• [Challenge]:
In the passage on database migration scripts, which tool can automatically generate a first-cut migration script?

• [Document extract]:
This migration script is only useful for changing a database from one precise version to another precise version. As you reach the point where you are set to do a release, you focus on doing a migration script. SQL Compare can generate a first-cut migration script automatically, but if you’ve done awkward things like renaming tables or re-engineering your entire data model, then it is inevitable that you will have to hand-cut some code to include so as to preserve your existing data. This will need testing, and some of this testing will need to be in Staging.

Can you release databases without migrations?

There was once a time that SQL databases could only be built, not altered. In those days we had to take the application offline, export the data, and then import the data into the new version before bringing it back online. If the data model had changed this required a special routine to save the data in such a way that it could be imported into the new table structure, or for the data to be altered in its exported form, such as CSV. You could, alternatively import the data into a temporary version of the existing database on the same server and migrate the data across, slicing and dicing the data as necessary to fit the new model. With the whole application offline, you would then wait, drumming your fingers and trying to ignore the phone, while the data slid in, and you’d be hoping there wouldn’t be a glitch. Have I said enough?

So now that we have a migration script that only takes a precise version to the next, how do we cope with other versions that might be out there?

(Excerpts of bounding box data)
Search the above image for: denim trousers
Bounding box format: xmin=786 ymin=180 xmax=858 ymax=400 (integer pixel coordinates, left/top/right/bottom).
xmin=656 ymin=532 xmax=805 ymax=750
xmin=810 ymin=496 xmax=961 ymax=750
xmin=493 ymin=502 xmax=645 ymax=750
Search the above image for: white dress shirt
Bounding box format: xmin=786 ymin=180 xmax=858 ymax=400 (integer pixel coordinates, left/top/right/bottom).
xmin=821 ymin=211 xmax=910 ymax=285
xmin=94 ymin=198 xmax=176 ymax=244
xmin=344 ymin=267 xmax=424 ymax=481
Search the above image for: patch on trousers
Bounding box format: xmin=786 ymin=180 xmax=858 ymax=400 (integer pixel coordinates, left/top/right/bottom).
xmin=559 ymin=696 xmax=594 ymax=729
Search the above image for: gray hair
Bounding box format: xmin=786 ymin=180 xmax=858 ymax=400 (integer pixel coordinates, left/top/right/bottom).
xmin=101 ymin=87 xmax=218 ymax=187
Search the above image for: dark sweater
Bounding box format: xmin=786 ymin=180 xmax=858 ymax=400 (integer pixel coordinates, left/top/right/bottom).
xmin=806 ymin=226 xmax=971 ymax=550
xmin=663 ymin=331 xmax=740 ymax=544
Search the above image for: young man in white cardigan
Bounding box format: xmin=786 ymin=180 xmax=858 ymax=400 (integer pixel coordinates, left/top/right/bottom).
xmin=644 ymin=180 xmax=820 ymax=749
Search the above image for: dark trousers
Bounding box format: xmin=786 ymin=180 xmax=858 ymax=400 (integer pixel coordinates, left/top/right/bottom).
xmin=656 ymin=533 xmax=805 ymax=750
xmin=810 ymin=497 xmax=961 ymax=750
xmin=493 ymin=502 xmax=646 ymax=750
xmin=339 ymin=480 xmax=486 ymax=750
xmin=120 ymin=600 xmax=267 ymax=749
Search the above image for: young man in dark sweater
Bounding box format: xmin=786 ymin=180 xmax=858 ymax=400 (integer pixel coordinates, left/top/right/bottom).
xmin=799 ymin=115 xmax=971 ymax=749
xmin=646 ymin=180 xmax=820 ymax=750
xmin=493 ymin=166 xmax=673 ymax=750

• [Written response]:
SQL Compare